**Short exercise**.
Quote the lines from the one containing "return mask of sun glare" through the one containing "202 32 L 197", both included, without changing anything.

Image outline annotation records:
-- Start --

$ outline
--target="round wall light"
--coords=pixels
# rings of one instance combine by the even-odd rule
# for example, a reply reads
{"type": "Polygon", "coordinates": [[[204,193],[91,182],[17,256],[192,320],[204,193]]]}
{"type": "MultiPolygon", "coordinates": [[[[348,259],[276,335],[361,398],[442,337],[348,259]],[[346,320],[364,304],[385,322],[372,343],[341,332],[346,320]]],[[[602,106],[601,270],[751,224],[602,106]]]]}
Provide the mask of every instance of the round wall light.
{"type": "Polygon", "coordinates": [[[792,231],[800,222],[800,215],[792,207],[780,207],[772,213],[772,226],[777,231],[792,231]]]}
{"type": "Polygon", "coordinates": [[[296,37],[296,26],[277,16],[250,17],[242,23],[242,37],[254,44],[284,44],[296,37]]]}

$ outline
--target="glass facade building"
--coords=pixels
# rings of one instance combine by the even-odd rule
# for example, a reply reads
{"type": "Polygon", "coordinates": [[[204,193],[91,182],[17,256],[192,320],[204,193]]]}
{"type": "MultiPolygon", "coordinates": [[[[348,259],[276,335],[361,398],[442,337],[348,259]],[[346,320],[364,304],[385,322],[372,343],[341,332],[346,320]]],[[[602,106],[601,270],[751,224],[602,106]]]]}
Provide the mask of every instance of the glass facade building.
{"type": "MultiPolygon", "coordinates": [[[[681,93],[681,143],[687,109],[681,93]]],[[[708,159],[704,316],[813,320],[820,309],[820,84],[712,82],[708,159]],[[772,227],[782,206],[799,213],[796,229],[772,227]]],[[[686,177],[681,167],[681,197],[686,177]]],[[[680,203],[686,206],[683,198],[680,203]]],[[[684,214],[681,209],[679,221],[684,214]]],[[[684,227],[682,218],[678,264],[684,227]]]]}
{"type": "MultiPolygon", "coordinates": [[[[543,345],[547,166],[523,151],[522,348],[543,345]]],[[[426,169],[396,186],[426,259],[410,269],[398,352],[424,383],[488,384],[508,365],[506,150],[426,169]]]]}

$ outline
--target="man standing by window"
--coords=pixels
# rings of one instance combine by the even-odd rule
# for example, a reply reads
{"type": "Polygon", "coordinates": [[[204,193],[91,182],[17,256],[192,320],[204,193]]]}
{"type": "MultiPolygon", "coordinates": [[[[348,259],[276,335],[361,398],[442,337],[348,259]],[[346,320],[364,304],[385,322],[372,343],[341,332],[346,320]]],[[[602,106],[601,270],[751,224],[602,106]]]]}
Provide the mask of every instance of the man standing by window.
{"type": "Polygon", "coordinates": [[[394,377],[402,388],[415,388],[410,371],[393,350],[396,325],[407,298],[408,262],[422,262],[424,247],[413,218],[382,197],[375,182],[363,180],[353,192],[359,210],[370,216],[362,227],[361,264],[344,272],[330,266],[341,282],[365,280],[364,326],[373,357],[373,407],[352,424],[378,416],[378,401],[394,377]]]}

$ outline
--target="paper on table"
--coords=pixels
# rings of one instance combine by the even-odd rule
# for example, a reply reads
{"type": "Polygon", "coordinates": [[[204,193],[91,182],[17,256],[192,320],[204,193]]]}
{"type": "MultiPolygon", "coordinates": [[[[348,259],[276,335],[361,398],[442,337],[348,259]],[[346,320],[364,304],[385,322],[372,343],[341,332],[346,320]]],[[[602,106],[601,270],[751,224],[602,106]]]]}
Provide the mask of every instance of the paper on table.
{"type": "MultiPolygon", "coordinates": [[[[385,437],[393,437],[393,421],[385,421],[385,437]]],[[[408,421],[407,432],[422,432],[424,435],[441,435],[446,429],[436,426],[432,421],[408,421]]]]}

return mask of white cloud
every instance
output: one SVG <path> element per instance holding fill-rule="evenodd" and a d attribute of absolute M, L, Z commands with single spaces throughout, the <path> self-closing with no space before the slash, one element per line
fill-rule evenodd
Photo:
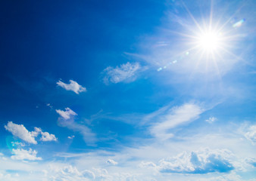
<path fill-rule="evenodd" d="M 55 135 L 51 134 L 48 132 L 42 132 L 41 128 L 35 127 L 35 130 L 41 134 L 42 141 L 57 141 Z"/>
<path fill-rule="evenodd" d="M 253 144 L 256 143 L 256 125 L 250 126 L 248 128 L 247 132 L 245 133 L 245 137 L 250 140 Z"/>
<path fill-rule="evenodd" d="M 215 118 L 215 117 L 210 117 L 208 119 L 205 120 L 205 121 L 207 121 L 210 124 L 214 122 L 215 121 L 217 121 L 217 118 Z"/>
<path fill-rule="evenodd" d="M 156 167 L 157 165 L 151 161 L 147 161 L 147 162 L 142 161 L 139 164 L 139 167 Z"/>
<path fill-rule="evenodd" d="M 106 84 L 109 82 L 116 84 L 121 81 L 133 81 L 136 79 L 135 74 L 140 68 L 139 63 L 129 62 L 120 65 L 120 67 L 108 66 L 103 71 L 105 75 L 103 81 Z"/>
<path fill-rule="evenodd" d="M 75 137 L 74 135 L 72 135 L 72 136 L 70 136 L 70 137 L 67 137 L 68 139 L 73 139 L 73 138 L 74 138 L 74 137 Z"/>
<path fill-rule="evenodd" d="M 12 121 L 8 121 L 7 125 L 5 125 L 7 130 L 10 131 L 14 136 L 17 137 L 29 143 L 37 144 L 35 137 L 38 133 L 28 131 L 23 124 L 17 124 Z"/>
<path fill-rule="evenodd" d="M 108 159 L 106 161 L 106 163 L 108 164 L 117 165 L 118 163 L 112 159 Z"/>
<path fill-rule="evenodd" d="M 173 136 L 170 129 L 198 118 L 202 112 L 201 108 L 193 103 L 174 107 L 159 118 L 161 121 L 151 127 L 151 133 L 161 140 L 169 139 Z"/>
<path fill-rule="evenodd" d="M 58 124 L 61 127 L 66 127 L 73 131 L 79 132 L 83 137 L 84 141 L 89 145 L 93 145 L 95 142 L 95 134 L 86 126 L 78 124 L 74 121 L 74 116 L 77 115 L 76 112 L 70 108 L 65 108 L 66 111 L 57 110 L 60 115 Z"/>
<path fill-rule="evenodd" d="M 53 106 L 50 103 L 47 103 L 46 106 L 48 106 L 49 108 L 51 108 L 51 109 L 53 109 Z"/>
<path fill-rule="evenodd" d="M 70 108 L 65 108 L 66 111 L 56 109 L 58 114 L 59 114 L 64 119 L 70 119 L 71 116 L 77 115 L 76 112 L 71 110 Z"/>
<path fill-rule="evenodd" d="M 12 149 L 12 152 L 14 155 L 11 157 L 13 160 L 29 160 L 29 161 L 36 161 L 42 160 L 41 157 L 36 157 L 37 152 L 36 150 L 25 150 L 23 149 Z"/>
<path fill-rule="evenodd" d="M 76 94 L 79 94 L 80 92 L 86 91 L 86 88 L 77 84 L 76 81 L 70 80 L 70 84 L 65 84 L 61 81 L 58 81 L 56 84 L 67 90 L 72 90 L 75 92 Z"/>
<path fill-rule="evenodd" d="M 162 173 L 226 173 L 234 169 L 229 161 L 233 154 L 226 149 L 201 149 L 162 159 L 158 169 Z"/>
<path fill-rule="evenodd" d="M 22 140 L 29 143 L 37 144 L 36 137 L 41 134 L 42 141 L 56 141 L 57 138 L 54 134 L 50 134 L 48 132 L 42 132 L 41 128 L 35 127 L 34 131 L 29 131 L 23 124 L 17 124 L 12 121 L 8 121 L 7 125 L 5 125 L 7 130 L 10 131 L 14 136 L 17 137 Z M 20 143 L 21 144 L 21 143 Z M 22 145 L 20 145 L 22 146 Z"/>

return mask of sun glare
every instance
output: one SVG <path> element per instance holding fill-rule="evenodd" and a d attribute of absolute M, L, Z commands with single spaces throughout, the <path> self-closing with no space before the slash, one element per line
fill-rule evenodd
<path fill-rule="evenodd" d="M 211 31 L 203 32 L 198 38 L 198 45 L 206 51 L 215 51 L 221 46 L 221 37 L 218 32 Z"/>

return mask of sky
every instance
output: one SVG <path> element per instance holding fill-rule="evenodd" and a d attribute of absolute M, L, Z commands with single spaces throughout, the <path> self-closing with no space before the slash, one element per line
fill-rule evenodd
<path fill-rule="evenodd" d="M 1 1 L 0 180 L 255 181 L 255 8 Z"/>

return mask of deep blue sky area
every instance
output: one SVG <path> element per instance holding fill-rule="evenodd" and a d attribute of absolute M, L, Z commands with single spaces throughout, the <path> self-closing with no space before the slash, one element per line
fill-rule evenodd
<path fill-rule="evenodd" d="M 255 8 L 1 1 L 0 180 L 255 181 Z"/>

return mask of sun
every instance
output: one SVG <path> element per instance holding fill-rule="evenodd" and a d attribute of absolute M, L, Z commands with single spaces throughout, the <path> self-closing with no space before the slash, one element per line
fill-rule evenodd
<path fill-rule="evenodd" d="M 202 32 L 197 36 L 196 44 L 198 47 L 207 52 L 218 51 L 221 47 L 222 37 L 218 32 Z"/>

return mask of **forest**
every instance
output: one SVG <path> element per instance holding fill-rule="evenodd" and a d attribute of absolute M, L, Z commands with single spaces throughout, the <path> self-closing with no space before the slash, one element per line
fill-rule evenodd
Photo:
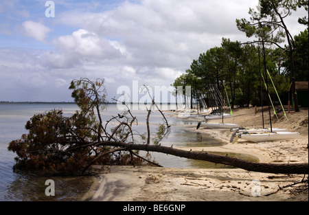
<path fill-rule="evenodd" d="M 260 106 L 261 98 L 264 102 L 269 99 L 265 87 L 265 79 L 268 78 L 273 102 L 279 102 L 277 91 L 284 104 L 293 98 L 298 111 L 295 82 L 308 81 L 308 18 L 299 19 L 299 23 L 307 28 L 294 36 L 289 33 L 284 18 L 301 7 L 308 11 L 308 1 L 260 1 L 259 10 L 249 10 L 250 21 L 236 20 L 238 29 L 249 38 L 255 36 L 255 40 L 242 43 L 222 38 L 220 47 L 200 54 L 171 85 L 175 89 L 191 86 L 193 98 L 197 100 L 207 97 L 209 86 L 214 86 L 231 107 Z M 264 92 L 262 97 L 261 92 Z"/>
<path fill-rule="evenodd" d="M 245 19 L 236 21 L 240 30 L 247 36 L 255 35 L 258 41 L 242 43 L 222 38 L 221 47 L 201 54 L 186 73 L 175 80 L 173 86 L 191 85 L 194 97 L 194 92 L 205 93 L 211 84 L 216 86 L 222 95 L 226 91 L 227 98 L 230 94 L 229 102 L 232 107 L 259 105 L 263 85 L 261 74 L 264 73 L 265 78 L 268 76 L 266 69 L 262 69 L 264 62 L 264 68 L 266 65 L 268 76 L 277 84 L 276 90 L 284 102 L 291 86 L 290 93 L 297 111 L 295 81 L 308 80 L 308 30 L 292 38 L 283 21 L 290 11 L 297 7 L 304 7 L 308 11 L 308 1 L 260 1 L 259 11 L 249 12 L 253 23 Z M 308 18 L 301 17 L 299 21 L 308 28 Z M 277 45 L 285 36 L 288 43 L 284 47 Z M 106 97 L 104 82 L 104 79 L 99 78 L 95 81 L 86 78 L 72 80 L 69 89 L 79 110 L 71 117 L 64 116 L 62 110 L 57 109 L 34 115 L 25 125 L 29 133 L 9 144 L 8 150 L 17 155 L 14 168 L 69 175 L 87 174 L 94 164 L 138 165 L 146 162 L 157 165 L 138 155 L 139 150 L 144 150 L 231 165 L 248 171 L 308 173 L 308 163 L 253 163 L 203 151 L 181 150 L 172 145 L 161 146 L 161 140 L 170 133 L 170 125 L 160 111 L 163 122 L 158 126 L 155 137 L 151 138 L 149 117 L 152 106 L 147 111 L 147 132 L 144 134 L 133 128 L 137 122 L 130 109 L 104 122 L 101 115 L 104 109 L 101 104 L 106 102 Z M 269 93 L 271 96 L 275 93 L 271 85 Z M 263 95 L 266 100 L 266 93 Z M 153 98 L 152 100 L 151 105 L 156 105 Z"/>

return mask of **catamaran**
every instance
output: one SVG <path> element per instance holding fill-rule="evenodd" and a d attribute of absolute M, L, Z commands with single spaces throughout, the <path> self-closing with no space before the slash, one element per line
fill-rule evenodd
<path fill-rule="evenodd" d="M 251 141 L 253 142 L 261 142 L 268 141 L 293 139 L 297 139 L 299 137 L 299 133 L 289 132 L 289 131 L 281 131 L 273 133 L 268 132 L 262 133 L 242 133 L 236 135 L 236 141 L 237 141 L 239 138 Z M 235 142 L 234 141 L 233 142 Z"/>
<path fill-rule="evenodd" d="M 262 41 L 263 45 L 263 51 L 264 50 L 264 41 Z M 260 48 L 259 48 L 259 61 L 260 61 Z M 268 75 L 273 83 L 275 91 L 276 91 L 278 99 L 280 102 L 281 106 L 282 107 L 282 110 L 284 112 L 284 116 L 288 120 L 288 117 L 284 111 L 284 109 L 281 103 L 280 98 L 279 98 L 279 95 L 277 93 L 277 90 L 275 89 L 275 84 L 271 79 L 271 74 L 268 71 L 266 66 L 265 61 L 265 54 L 264 54 L 264 71 L 265 73 L 267 71 Z M 261 79 L 261 101 L 262 100 L 262 78 L 263 78 L 261 71 L 260 73 L 260 79 Z M 264 80 L 264 78 L 263 78 Z M 268 93 L 268 83 L 267 83 L 267 75 L 266 76 L 266 82 L 264 80 L 265 87 L 267 89 L 267 93 L 268 94 L 269 99 L 271 100 L 271 96 Z M 263 116 L 263 104 L 262 102 L 262 116 Z M 277 140 L 285 140 L 285 139 L 297 139 L 299 136 L 299 133 L 298 132 L 289 132 L 287 129 L 285 128 L 272 128 L 271 124 L 271 111 L 270 111 L 270 105 L 268 104 L 268 110 L 269 110 L 269 120 L 271 122 L 271 128 L 264 128 L 264 116 L 263 118 L 263 128 L 258 129 L 246 129 L 246 128 L 238 128 L 234 131 L 233 134 L 231 137 L 230 142 L 235 143 L 238 140 L 238 139 L 243 139 L 248 141 L 251 141 L 253 142 L 269 142 L 269 141 L 277 141 Z"/>

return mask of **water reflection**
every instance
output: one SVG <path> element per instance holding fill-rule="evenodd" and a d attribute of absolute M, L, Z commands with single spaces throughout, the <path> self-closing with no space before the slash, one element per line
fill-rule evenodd
<path fill-rule="evenodd" d="M 80 201 L 97 179 L 94 176 L 47 177 L 29 172 L 18 172 L 14 174 L 14 180 L 8 185 L 8 192 L 4 195 L 6 201 Z M 47 179 L 52 179 L 55 183 L 54 196 L 45 194 Z"/>

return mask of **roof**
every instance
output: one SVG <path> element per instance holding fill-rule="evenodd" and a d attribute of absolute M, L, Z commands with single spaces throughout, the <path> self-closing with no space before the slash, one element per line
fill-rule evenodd
<path fill-rule="evenodd" d="M 295 90 L 308 91 L 308 81 L 295 81 Z"/>

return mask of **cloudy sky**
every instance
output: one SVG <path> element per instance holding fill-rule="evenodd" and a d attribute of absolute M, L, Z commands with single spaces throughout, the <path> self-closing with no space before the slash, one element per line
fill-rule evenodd
<path fill-rule="evenodd" d="M 236 19 L 247 0 L 0 1 L 0 101 L 71 101 L 73 79 L 105 79 L 108 98 L 122 85 L 170 86 L 222 37 L 251 40 Z M 289 17 L 293 35 L 304 12 Z"/>

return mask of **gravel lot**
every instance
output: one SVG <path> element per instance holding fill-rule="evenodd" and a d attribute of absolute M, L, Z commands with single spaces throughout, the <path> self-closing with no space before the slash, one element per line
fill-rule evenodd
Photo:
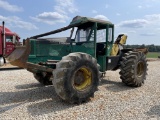
<path fill-rule="evenodd" d="M 119 71 L 108 71 L 95 97 L 81 105 L 63 102 L 26 70 L 0 71 L 0 120 L 160 120 L 160 61 L 148 64 L 142 87 L 127 87 Z"/>

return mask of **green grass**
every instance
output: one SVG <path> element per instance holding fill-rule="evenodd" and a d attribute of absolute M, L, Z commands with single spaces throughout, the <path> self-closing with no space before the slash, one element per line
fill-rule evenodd
<path fill-rule="evenodd" d="M 147 58 L 158 58 L 160 56 L 160 52 L 149 52 L 147 54 Z"/>

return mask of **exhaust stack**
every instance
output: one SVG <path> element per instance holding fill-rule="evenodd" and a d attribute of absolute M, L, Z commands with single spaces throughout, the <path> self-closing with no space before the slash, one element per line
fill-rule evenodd
<path fill-rule="evenodd" d="M 6 54 L 6 37 L 5 37 L 5 27 L 4 27 L 4 21 L 2 22 L 2 35 L 3 35 L 3 56 Z"/>

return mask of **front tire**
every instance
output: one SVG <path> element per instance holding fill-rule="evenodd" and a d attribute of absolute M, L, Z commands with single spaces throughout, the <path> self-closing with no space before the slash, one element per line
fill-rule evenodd
<path fill-rule="evenodd" d="M 128 86 L 140 87 L 147 75 L 147 60 L 142 52 L 129 51 L 120 62 L 120 78 Z"/>
<path fill-rule="evenodd" d="M 99 83 L 97 61 L 85 53 L 71 53 L 62 58 L 53 71 L 56 93 L 69 103 L 82 103 L 94 96 Z"/>

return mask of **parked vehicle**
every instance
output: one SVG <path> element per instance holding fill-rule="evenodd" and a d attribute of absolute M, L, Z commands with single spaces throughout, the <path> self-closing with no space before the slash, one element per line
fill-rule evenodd
<path fill-rule="evenodd" d="M 41 38 L 68 29 L 69 37 Z M 28 38 L 25 46 L 17 47 L 6 58 L 32 72 L 41 84 L 53 84 L 63 100 L 82 103 L 94 97 L 106 70 L 120 69 L 120 78 L 128 86 L 143 85 L 146 56 L 124 49 L 126 39 L 121 34 L 114 42 L 114 24 L 109 21 L 77 16 L 64 28 Z"/>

-- End --

**Response to this task**.
return mask of sun glare
every instance
output: one SVG <path> element per instance holding fill-rule="evenodd" and a d attribute of absolute M, L, Z commands with single spaces throughout, the <path> self-closing with no space before the slash, one element per line
fill-rule evenodd
<path fill-rule="evenodd" d="M 211 31 L 203 32 L 198 38 L 198 45 L 206 51 L 215 51 L 221 46 L 221 37 L 218 32 Z"/>

return mask of sky
every instance
output: one SVG <path> element per instance holding fill-rule="evenodd" and a d attribute of absolute M, L, Z commands with single spaces throughout, the <path> self-closing with no space before the slash, one element per line
fill-rule evenodd
<path fill-rule="evenodd" d="M 1 1 L 0 180 L 255 181 L 255 8 Z"/>

return mask of deep blue sky area
every instance
output: one SVG <path> element per instance holding fill-rule="evenodd" and a d attribute of absolute M, L, Z commands with single spaces throughout, the <path> self-closing with no space before the slash, one element per line
fill-rule evenodd
<path fill-rule="evenodd" d="M 255 8 L 1 1 L 0 180 L 255 181 Z"/>

return mask of sun
every instance
output: one SVG <path> element per instance holding fill-rule="evenodd" and a d attribute of absolute M, L, Z commands with single spaces throughout, the <path> self-closing with no space before the slash, one element per line
fill-rule evenodd
<path fill-rule="evenodd" d="M 202 32 L 197 36 L 196 44 L 198 47 L 207 52 L 218 51 L 221 47 L 222 37 L 218 32 Z"/>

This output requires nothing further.